▶ INPUT

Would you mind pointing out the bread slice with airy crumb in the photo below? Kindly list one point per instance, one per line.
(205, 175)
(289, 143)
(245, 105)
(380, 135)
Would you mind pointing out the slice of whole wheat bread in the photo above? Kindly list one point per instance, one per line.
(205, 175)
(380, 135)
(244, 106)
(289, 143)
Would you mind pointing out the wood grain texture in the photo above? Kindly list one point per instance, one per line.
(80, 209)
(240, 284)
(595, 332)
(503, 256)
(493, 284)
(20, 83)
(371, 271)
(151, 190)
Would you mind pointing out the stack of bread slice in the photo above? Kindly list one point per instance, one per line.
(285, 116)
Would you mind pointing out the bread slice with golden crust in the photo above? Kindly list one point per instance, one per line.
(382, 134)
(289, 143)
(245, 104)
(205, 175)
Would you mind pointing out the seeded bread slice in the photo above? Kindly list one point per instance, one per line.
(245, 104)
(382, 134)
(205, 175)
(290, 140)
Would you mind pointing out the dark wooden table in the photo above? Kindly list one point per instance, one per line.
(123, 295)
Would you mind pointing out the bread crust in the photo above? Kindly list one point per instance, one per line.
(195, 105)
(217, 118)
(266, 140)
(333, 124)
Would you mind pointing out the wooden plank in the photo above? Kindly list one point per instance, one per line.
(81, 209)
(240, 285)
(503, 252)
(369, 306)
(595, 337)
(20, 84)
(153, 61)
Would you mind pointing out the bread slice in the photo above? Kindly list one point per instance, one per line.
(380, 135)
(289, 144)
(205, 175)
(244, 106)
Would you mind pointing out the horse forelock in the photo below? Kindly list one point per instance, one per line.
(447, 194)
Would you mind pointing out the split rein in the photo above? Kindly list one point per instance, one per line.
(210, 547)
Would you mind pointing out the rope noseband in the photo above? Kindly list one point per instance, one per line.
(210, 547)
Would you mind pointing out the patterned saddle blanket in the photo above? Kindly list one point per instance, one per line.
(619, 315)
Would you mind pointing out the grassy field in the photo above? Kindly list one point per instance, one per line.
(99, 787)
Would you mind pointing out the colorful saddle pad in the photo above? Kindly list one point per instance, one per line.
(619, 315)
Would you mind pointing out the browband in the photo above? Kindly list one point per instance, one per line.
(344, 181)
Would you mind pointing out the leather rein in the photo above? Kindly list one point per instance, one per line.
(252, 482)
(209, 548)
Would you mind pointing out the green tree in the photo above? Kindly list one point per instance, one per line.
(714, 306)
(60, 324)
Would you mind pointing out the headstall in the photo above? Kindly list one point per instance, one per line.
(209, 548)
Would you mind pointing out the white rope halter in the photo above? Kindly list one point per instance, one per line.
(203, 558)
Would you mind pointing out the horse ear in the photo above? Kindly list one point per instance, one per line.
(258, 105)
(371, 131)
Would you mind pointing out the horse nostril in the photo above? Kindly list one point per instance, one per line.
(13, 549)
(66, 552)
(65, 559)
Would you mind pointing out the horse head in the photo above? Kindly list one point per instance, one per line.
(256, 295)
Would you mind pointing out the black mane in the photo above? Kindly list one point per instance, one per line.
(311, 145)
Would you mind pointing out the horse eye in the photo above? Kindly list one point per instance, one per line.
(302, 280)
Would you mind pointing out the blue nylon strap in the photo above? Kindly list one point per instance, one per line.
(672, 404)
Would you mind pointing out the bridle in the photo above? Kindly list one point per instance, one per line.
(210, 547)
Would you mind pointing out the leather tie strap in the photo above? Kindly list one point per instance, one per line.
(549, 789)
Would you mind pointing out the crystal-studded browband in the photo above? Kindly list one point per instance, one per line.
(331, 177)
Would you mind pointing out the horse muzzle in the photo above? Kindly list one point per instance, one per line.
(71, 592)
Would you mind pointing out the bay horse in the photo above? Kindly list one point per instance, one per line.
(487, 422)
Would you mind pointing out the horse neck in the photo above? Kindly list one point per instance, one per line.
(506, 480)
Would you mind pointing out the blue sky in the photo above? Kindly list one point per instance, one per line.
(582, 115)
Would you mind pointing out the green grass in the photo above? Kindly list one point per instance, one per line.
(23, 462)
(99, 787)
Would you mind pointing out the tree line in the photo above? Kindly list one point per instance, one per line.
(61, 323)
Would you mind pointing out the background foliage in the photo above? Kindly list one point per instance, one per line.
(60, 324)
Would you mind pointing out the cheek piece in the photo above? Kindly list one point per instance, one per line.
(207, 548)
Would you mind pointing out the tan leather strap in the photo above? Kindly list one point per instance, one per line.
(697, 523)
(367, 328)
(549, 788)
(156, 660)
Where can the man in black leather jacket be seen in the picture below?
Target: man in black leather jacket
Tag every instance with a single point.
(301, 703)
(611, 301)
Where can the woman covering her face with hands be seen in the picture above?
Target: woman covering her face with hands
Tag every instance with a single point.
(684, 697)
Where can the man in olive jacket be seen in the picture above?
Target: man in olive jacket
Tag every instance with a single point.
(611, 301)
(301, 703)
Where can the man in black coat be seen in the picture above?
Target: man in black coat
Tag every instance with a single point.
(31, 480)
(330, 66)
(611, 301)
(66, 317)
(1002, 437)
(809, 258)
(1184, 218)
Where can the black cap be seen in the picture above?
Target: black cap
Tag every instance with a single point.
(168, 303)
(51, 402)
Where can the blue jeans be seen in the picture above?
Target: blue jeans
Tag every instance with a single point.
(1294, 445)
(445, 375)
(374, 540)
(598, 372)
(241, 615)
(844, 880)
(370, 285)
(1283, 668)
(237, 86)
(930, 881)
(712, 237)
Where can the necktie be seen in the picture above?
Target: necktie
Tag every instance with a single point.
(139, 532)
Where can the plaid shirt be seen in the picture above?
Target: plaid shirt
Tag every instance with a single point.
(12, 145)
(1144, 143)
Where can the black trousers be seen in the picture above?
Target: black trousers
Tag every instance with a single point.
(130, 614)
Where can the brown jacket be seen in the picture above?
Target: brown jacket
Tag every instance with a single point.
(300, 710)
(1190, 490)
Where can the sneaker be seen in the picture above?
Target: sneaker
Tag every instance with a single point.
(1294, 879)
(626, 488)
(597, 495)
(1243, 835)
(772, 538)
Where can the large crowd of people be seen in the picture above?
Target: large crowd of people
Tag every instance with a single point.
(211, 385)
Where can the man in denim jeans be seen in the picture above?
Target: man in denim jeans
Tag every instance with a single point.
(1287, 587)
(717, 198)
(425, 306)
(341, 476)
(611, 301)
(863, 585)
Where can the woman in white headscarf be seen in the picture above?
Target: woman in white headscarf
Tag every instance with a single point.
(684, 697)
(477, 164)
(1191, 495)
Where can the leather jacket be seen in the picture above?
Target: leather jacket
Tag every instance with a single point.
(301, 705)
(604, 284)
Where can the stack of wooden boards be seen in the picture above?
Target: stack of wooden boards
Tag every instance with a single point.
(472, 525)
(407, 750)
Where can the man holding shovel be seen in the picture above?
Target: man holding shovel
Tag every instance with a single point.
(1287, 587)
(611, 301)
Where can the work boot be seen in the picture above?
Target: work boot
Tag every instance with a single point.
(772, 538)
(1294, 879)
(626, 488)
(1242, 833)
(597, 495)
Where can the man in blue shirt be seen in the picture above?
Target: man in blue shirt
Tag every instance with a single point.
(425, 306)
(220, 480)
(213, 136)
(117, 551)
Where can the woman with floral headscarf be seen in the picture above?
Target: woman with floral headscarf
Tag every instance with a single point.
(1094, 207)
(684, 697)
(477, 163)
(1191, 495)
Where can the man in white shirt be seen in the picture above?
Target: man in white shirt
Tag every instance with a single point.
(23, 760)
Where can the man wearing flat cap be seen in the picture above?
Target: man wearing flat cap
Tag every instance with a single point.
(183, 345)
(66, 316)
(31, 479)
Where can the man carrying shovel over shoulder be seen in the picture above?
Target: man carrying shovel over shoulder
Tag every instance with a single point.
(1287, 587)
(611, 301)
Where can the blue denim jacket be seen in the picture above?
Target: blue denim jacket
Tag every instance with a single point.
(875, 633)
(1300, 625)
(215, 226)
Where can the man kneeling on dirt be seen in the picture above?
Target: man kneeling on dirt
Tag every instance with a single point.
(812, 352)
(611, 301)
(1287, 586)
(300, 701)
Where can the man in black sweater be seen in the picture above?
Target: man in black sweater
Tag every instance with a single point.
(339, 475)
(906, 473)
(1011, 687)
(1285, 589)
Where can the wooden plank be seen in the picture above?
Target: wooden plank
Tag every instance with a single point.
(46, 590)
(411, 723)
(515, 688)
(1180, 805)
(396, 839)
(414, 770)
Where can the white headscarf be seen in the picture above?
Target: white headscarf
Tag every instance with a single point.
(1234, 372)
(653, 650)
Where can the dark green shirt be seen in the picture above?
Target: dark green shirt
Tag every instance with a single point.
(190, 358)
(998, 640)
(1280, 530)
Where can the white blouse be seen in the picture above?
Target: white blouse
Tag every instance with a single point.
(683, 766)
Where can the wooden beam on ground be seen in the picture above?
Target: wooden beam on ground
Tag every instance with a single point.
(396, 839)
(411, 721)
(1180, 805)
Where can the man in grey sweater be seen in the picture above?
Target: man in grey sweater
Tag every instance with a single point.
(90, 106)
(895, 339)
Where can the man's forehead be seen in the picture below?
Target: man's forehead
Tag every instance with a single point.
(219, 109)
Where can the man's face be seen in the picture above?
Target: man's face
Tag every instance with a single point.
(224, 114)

▶ ABOUT THIS TASK
Within the listing above, work out how many lines contain the string "floral", and reply with that number only.

▶ ANSWER TO THIS TASK
2